Data extract >>
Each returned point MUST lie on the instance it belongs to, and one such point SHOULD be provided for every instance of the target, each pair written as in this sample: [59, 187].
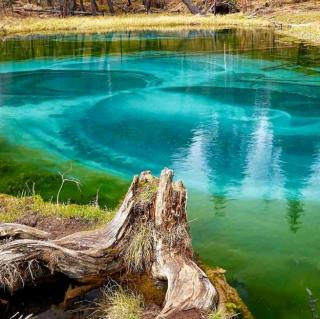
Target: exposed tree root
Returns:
[149, 234]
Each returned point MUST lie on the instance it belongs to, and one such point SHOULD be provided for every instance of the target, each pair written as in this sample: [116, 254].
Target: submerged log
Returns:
[155, 208]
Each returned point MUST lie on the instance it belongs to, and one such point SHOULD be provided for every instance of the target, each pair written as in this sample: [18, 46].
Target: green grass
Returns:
[138, 254]
[13, 208]
[303, 24]
[135, 22]
[22, 169]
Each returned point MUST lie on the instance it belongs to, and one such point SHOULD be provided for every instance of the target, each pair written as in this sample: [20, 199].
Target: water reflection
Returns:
[295, 211]
[229, 124]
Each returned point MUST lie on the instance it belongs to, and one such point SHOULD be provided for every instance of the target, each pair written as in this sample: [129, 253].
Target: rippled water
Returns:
[236, 114]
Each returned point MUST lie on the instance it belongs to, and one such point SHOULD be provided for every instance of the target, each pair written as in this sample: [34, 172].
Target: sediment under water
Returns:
[235, 113]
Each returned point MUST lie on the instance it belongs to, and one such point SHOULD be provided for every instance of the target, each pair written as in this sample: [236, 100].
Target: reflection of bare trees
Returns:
[263, 174]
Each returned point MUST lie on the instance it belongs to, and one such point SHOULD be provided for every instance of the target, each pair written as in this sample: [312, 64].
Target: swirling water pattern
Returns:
[243, 133]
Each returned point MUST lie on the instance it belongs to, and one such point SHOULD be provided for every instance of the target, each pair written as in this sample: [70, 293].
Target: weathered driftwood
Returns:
[158, 203]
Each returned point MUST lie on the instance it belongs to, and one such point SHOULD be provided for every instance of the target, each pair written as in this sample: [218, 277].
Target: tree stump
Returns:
[154, 210]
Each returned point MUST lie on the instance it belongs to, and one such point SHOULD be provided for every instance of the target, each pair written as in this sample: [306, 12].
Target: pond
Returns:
[235, 113]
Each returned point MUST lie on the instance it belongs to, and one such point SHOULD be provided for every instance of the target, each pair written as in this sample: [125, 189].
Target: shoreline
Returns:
[293, 26]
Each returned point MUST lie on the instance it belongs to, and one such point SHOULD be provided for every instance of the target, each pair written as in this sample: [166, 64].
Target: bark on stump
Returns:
[26, 253]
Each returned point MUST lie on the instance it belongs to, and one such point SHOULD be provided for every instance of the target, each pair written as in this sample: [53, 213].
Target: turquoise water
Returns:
[235, 113]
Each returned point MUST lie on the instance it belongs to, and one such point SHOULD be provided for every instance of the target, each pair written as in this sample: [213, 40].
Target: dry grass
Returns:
[138, 253]
[303, 25]
[13, 275]
[118, 303]
[12, 208]
[161, 22]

What is required >> Above are the entries. Output exactly the lines beginning with the line that has "sample: [70, 293]." and ending with the line that has "Target: tree stump".

Written response >>
Each returned point MUST lie on the instance it belongs to, and one such point SHOULD be provided for every instance of the target, each pair written as in this sample: [70, 293].
Target: weathered driftwood
Returns:
[158, 203]
Each returned point MUST lie on the instance it belongs to, and one such point SHOULD be provided for every instance of the target, each pair written as in this sample: [218, 277].
Target: tree stump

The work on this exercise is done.